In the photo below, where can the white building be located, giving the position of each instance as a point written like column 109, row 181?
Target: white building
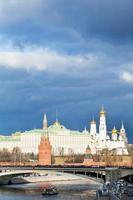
column 66, row 141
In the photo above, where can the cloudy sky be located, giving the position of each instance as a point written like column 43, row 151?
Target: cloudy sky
column 65, row 55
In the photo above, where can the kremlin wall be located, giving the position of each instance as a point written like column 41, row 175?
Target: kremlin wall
column 58, row 141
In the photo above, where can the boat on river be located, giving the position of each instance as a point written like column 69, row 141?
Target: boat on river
column 50, row 191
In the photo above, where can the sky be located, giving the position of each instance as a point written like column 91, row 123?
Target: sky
column 66, row 55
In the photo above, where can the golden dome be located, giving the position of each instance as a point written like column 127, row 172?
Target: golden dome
column 102, row 112
column 114, row 130
column 56, row 123
column 93, row 122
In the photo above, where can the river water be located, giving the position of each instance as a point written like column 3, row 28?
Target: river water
column 68, row 190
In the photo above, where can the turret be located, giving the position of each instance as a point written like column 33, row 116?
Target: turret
column 93, row 129
column 45, row 123
column 114, row 134
column 123, row 133
column 102, row 125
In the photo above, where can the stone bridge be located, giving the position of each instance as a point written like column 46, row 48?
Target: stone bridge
column 108, row 173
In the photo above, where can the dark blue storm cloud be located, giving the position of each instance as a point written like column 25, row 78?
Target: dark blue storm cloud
column 89, row 62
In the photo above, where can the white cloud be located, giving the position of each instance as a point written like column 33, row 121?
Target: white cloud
column 127, row 77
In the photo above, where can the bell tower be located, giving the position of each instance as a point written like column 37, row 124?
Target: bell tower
column 45, row 151
column 45, row 123
column 102, row 125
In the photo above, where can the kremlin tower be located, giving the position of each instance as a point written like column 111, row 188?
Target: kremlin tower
column 44, row 148
column 114, row 134
column 102, row 125
column 93, row 130
column 45, row 123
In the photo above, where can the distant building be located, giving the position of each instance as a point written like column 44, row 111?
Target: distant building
column 65, row 141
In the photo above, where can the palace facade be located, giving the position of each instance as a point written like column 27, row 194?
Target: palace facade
column 65, row 141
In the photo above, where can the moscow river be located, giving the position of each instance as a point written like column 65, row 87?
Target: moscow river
column 68, row 190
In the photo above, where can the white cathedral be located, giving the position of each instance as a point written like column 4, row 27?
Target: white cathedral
column 65, row 141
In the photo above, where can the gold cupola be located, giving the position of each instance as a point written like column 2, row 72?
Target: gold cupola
column 114, row 130
column 102, row 112
column 93, row 122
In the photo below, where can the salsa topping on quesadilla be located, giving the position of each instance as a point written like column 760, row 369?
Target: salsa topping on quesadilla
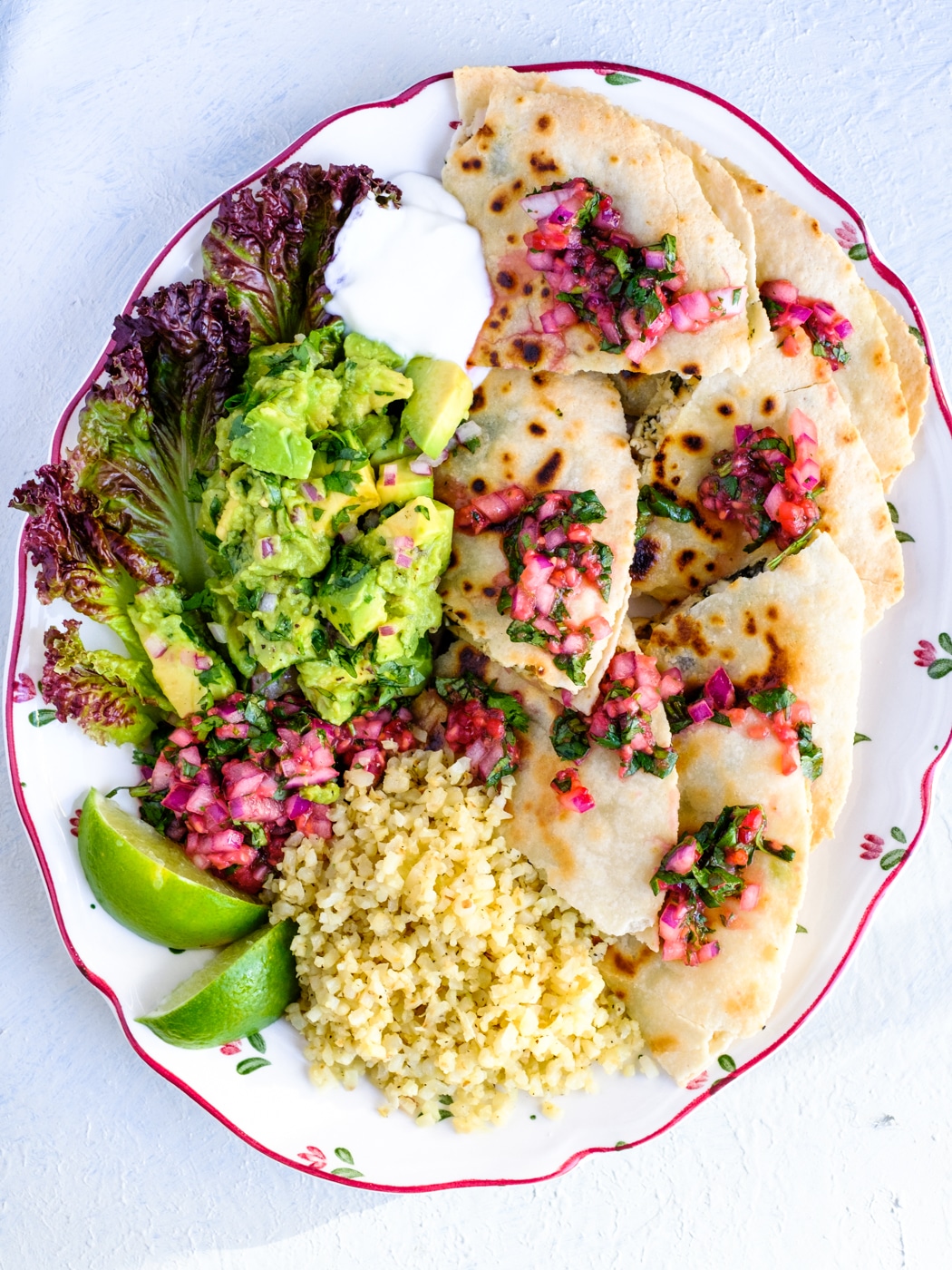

+-------+

## ASSIGNMENT
Go through the entries above and copy every line containing "topping".

## OUTPUT OF THE EXERCISE
In the photo below, where can the salsa topping on quesadilla be located, giving the position of each instance as a point written like column 760, row 369?
Target: salsa topping on quesadilla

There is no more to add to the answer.